In the page on forming through-holes in a ferrite substrate, how much substrate thickness should preferably remain after the second hole is dug?

PAGE:
────────────────
Then, as shown in FIGS. 11A and 11B, a plurality of third holes 35 surrounded by the ferrite substrate 1 and fourth holes 36 (oblong holes) with a configuration of an oblong slit stretching over the pair of second holes 34 are dug from the back surface of the ferrite substrate 1 down to the depth reaching the bottom of the first hole 32 and the bottom of the second hole 34 by means of a sandblasting method. Thus, the first and second through-holes 2, 3 are formed. The first through-holes 2 are not shown in FIG. 11B. If the depth of the fourth hole 36 is too deep, breakage may occur at the cut surface in the process of cutting the ferrite substrate along the scribe line 31. Accordingly, the thickness of the ferrite substrate 1 remaining after digging the second hole 34 is preferably at least 200 μm. The thickness is equal to the original thickness of the ferrite substrate subtracted by the depth of the fourth hole 36 dug by sandblasting.

When the first and second external electrodes 7, 8 are formed only along the upper and lower sides parallel to the coil axis of the ferrite substrate, the second holes 34 and the fourth holes 36 consisting of the second through-holes 3 are formed only along the upper and lower two scribe lines 31 parallel to the row of the first through-holes 2.

Then, as shown in FIG. 12, after peeling off the photoresist (not shown in the figure) and cleaning the substrate, a plating seed layer 37 of a titanium film 0.1 μm thick and a copper film 1 μm thick on the titanium film is formed on the front and back surfaces of the ferrite substrate 1 and on the side surface of the first and second through-holes 2, 3 by evaporation or sputtering. The plating seed layer 37 also can be formed of a copper film 1 μm thick by electroless copper plating. Here, FIG. 12 is an enlarged view corresponding to the part C in FIG. 11B.
────────────────
LISTED ENTRIES:
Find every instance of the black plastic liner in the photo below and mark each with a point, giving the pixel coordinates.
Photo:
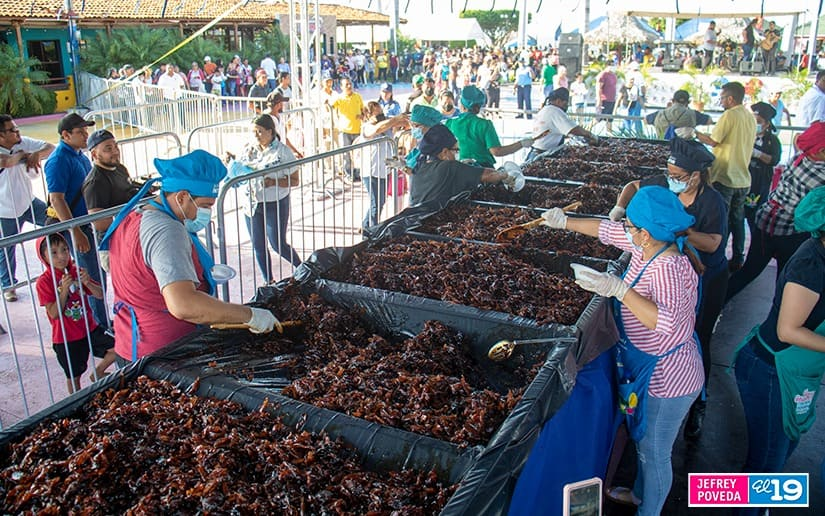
(381, 448)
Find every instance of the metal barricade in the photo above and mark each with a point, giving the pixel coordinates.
(135, 153)
(313, 220)
(24, 358)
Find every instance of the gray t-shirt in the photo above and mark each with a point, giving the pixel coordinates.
(441, 180)
(166, 248)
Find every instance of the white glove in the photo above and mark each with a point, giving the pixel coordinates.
(263, 321)
(555, 218)
(601, 283)
(686, 133)
(395, 163)
(616, 213)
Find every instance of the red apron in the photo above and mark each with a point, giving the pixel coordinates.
(137, 293)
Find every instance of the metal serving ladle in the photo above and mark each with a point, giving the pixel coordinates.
(503, 349)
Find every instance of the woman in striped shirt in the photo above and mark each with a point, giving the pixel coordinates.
(660, 368)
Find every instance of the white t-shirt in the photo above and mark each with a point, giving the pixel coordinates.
(553, 118)
(811, 106)
(579, 92)
(15, 182)
(171, 84)
(269, 66)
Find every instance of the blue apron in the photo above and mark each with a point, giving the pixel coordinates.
(634, 368)
(203, 255)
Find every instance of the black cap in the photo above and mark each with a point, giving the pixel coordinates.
(559, 94)
(681, 96)
(98, 137)
(71, 122)
(766, 111)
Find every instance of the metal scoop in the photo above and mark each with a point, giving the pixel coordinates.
(503, 349)
(284, 325)
(511, 233)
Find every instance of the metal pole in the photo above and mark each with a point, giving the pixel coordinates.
(74, 50)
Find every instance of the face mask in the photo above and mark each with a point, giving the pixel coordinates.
(629, 237)
(676, 186)
(202, 218)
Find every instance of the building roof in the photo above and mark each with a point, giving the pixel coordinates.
(176, 10)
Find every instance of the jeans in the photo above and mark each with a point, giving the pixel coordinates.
(763, 248)
(635, 109)
(713, 299)
(735, 202)
(768, 446)
(655, 472)
(89, 262)
(347, 139)
(269, 223)
(377, 188)
(36, 214)
(523, 97)
(231, 88)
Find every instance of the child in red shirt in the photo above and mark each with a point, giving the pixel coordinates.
(58, 289)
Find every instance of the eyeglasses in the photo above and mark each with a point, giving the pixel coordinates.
(682, 179)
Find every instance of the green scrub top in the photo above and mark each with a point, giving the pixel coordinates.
(475, 137)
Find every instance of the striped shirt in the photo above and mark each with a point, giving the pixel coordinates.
(671, 283)
(775, 217)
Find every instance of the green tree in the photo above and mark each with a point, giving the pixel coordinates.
(20, 90)
(498, 25)
(140, 46)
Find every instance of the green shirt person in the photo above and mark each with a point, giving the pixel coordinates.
(477, 137)
(547, 74)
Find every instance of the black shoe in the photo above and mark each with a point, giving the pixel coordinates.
(696, 416)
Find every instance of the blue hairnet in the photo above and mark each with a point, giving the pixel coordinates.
(661, 213)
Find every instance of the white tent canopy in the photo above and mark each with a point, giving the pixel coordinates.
(706, 9)
(446, 29)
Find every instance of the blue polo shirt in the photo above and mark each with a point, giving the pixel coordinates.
(65, 170)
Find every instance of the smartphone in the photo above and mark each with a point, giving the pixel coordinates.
(583, 498)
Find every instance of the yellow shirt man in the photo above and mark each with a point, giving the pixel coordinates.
(735, 133)
(349, 109)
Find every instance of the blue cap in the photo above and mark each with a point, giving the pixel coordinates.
(425, 115)
(472, 96)
(689, 155)
(660, 212)
(198, 172)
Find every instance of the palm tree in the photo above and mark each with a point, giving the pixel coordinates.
(20, 90)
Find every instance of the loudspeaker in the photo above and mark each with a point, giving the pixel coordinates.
(571, 38)
(570, 51)
(751, 66)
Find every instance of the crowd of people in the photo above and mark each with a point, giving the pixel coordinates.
(675, 226)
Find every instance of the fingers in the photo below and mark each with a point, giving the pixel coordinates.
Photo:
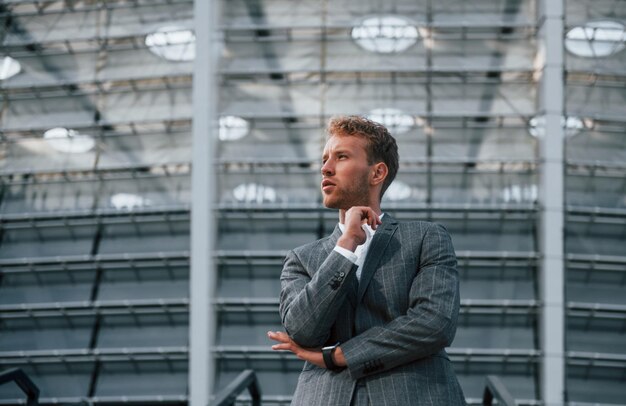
(366, 215)
(279, 336)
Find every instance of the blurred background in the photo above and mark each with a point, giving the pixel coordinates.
(511, 121)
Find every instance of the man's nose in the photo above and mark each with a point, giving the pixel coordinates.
(327, 168)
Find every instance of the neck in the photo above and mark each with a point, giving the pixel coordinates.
(342, 212)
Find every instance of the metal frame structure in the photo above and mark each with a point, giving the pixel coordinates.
(102, 294)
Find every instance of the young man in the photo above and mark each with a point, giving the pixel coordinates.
(371, 307)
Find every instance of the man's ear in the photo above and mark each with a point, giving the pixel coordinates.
(379, 173)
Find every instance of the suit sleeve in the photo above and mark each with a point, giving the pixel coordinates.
(309, 304)
(430, 322)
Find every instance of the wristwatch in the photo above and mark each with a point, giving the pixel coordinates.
(327, 354)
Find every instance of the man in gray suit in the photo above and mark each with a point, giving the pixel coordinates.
(371, 307)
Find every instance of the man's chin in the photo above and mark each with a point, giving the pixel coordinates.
(330, 203)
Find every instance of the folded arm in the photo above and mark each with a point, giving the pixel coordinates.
(309, 305)
(430, 322)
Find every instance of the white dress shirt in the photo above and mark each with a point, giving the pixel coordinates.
(358, 256)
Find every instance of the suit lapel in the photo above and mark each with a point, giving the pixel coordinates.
(328, 247)
(379, 243)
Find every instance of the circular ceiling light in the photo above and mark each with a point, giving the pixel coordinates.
(571, 125)
(128, 201)
(398, 190)
(385, 34)
(519, 193)
(254, 193)
(233, 128)
(69, 141)
(396, 121)
(172, 43)
(9, 67)
(596, 39)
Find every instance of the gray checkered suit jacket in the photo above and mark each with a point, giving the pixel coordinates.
(393, 324)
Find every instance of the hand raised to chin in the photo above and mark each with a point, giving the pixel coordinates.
(354, 218)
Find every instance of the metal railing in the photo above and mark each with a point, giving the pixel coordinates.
(24, 382)
(495, 389)
(246, 380)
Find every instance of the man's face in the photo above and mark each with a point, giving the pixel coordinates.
(345, 172)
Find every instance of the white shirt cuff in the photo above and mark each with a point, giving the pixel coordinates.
(351, 256)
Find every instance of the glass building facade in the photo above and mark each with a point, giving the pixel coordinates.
(509, 115)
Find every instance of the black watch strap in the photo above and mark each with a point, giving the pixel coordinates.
(327, 354)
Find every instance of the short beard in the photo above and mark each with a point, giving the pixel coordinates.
(356, 195)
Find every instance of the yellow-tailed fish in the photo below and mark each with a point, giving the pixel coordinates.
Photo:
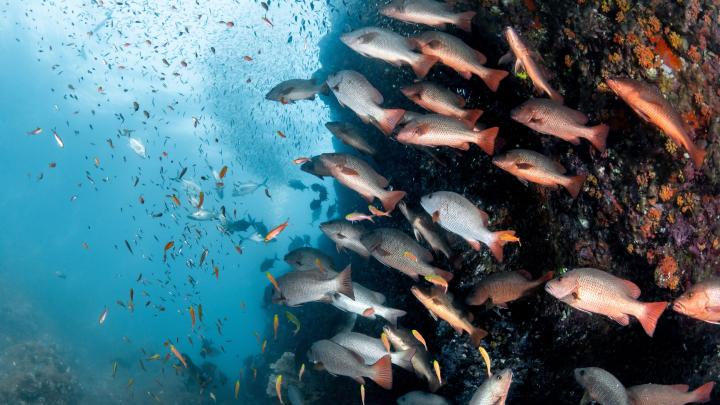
(419, 337)
(486, 358)
(278, 387)
(436, 366)
(276, 323)
(292, 318)
(386, 342)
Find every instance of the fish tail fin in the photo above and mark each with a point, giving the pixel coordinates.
(500, 238)
(403, 359)
(391, 315)
(464, 21)
(597, 136)
(391, 199)
(574, 184)
(650, 314)
(390, 119)
(493, 77)
(423, 65)
(344, 283)
(477, 335)
(471, 116)
(486, 138)
(702, 393)
(698, 156)
(382, 372)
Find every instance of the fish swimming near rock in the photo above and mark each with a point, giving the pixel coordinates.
(456, 54)
(354, 91)
(389, 46)
(439, 130)
(345, 235)
(340, 361)
(424, 228)
(402, 339)
(499, 289)
(530, 166)
(601, 387)
(527, 60)
(351, 135)
(421, 398)
(307, 258)
(359, 176)
(458, 215)
(596, 291)
(368, 304)
(397, 250)
(652, 107)
(441, 306)
(552, 118)
(299, 287)
(292, 90)
(494, 390)
(441, 100)
(428, 12)
(371, 349)
(656, 394)
(701, 301)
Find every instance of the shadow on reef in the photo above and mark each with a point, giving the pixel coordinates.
(646, 213)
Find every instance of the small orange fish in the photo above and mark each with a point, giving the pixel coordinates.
(276, 323)
(419, 337)
(276, 231)
(278, 387)
(178, 355)
(273, 281)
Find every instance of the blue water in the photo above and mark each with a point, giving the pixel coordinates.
(63, 254)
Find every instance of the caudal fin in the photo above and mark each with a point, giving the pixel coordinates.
(464, 21)
(486, 138)
(470, 117)
(423, 65)
(702, 394)
(698, 156)
(390, 119)
(574, 184)
(597, 136)
(500, 238)
(651, 313)
(382, 372)
(403, 359)
(344, 283)
(493, 77)
(390, 200)
(391, 315)
(476, 336)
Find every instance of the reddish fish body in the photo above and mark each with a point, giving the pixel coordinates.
(501, 288)
(655, 394)
(552, 118)
(701, 301)
(440, 100)
(599, 292)
(527, 60)
(454, 53)
(534, 167)
(651, 106)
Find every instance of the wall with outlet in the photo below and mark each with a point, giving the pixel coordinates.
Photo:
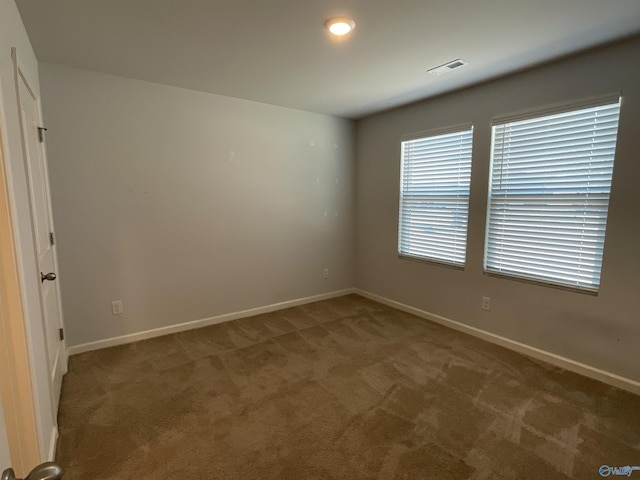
(184, 205)
(602, 331)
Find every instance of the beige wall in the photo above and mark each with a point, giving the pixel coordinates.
(188, 205)
(602, 331)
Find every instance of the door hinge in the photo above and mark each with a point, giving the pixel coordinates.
(41, 131)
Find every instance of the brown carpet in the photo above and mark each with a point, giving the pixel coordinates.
(340, 389)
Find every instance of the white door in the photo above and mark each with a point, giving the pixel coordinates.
(43, 235)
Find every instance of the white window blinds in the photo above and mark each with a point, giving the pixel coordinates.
(549, 195)
(434, 196)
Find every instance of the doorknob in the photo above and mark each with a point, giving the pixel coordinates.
(49, 276)
(44, 471)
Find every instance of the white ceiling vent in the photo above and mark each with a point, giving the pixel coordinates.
(447, 67)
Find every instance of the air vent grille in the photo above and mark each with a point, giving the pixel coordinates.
(447, 67)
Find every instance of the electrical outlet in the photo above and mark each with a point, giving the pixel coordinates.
(117, 308)
(486, 303)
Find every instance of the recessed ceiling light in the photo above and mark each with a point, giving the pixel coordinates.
(340, 26)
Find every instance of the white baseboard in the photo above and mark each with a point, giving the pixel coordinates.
(158, 332)
(557, 360)
(53, 441)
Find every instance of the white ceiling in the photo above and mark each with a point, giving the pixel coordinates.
(277, 52)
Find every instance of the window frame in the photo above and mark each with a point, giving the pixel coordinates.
(541, 113)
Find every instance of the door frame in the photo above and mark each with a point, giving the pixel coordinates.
(16, 387)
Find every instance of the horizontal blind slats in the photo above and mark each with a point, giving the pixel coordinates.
(434, 197)
(549, 195)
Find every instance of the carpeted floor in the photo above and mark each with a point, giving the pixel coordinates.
(340, 389)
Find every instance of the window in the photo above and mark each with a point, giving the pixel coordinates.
(549, 194)
(434, 196)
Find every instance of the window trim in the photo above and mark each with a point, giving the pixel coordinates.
(458, 128)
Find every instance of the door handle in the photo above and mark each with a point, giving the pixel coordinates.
(49, 276)
(44, 471)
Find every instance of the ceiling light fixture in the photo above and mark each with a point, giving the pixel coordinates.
(340, 26)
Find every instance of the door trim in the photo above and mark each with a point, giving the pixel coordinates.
(15, 379)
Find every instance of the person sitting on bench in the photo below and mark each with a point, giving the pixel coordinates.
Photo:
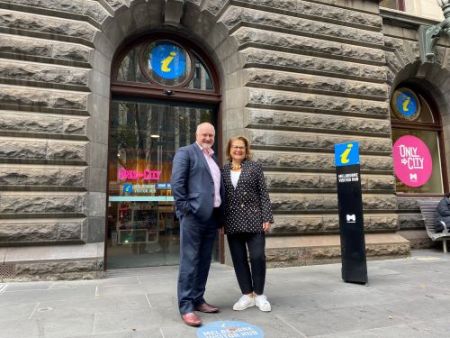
(443, 209)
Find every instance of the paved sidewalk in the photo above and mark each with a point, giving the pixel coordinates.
(404, 298)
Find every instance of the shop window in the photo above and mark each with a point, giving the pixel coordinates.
(162, 87)
(394, 4)
(417, 143)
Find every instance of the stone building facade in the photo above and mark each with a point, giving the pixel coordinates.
(296, 77)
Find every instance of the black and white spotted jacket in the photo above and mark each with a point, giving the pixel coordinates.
(248, 206)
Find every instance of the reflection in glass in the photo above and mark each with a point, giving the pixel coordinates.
(142, 227)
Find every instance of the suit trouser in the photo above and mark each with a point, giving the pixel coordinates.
(249, 280)
(196, 243)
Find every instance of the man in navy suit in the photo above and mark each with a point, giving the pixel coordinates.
(196, 186)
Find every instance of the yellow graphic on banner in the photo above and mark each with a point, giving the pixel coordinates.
(345, 153)
(166, 62)
(406, 103)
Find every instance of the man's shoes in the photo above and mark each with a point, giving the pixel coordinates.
(191, 319)
(207, 308)
(243, 303)
(262, 303)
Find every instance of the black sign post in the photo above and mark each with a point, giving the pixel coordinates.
(351, 222)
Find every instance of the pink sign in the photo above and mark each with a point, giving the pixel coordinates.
(412, 161)
(146, 175)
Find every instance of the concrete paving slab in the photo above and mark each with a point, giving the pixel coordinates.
(404, 298)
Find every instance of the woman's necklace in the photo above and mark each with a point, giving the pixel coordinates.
(235, 166)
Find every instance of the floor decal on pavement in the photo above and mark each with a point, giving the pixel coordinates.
(229, 329)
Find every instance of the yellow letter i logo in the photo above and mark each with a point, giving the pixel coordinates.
(344, 155)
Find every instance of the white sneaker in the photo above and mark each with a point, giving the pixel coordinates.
(262, 303)
(243, 303)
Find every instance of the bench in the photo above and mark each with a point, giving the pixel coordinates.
(430, 218)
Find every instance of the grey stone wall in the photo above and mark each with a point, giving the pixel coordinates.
(297, 76)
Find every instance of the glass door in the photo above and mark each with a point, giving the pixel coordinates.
(142, 228)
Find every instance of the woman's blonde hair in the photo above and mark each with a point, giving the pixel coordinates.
(248, 152)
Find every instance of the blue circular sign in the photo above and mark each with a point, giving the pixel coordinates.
(229, 329)
(168, 61)
(406, 104)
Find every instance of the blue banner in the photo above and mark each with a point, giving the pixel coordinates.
(346, 154)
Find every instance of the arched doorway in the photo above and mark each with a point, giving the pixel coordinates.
(162, 87)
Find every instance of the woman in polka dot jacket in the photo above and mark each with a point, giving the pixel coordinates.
(248, 215)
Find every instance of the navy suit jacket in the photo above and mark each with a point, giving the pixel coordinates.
(192, 183)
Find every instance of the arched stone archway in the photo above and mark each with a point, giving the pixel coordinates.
(404, 65)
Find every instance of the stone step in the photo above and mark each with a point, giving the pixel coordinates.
(307, 250)
(306, 64)
(91, 10)
(313, 203)
(319, 12)
(42, 26)
(41, 99)
(317, 162)
(317, 224)
(44, 50)
(43, 125)
(43, 150)
(301, 141)
(306, 45)
(323, 182)
(237, 16)
(42, 231)
(293, 82)
(305, 102)
(43, 75)
(55, 262)
(43, 177)
(16, 205)
(301, 121)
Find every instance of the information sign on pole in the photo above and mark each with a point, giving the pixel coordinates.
(351, 222)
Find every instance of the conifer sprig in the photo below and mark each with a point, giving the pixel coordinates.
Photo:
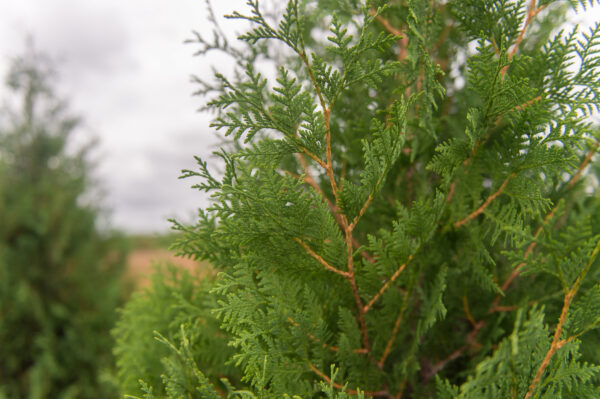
────────────────
ANSWER IN FULL: At least 200 μm.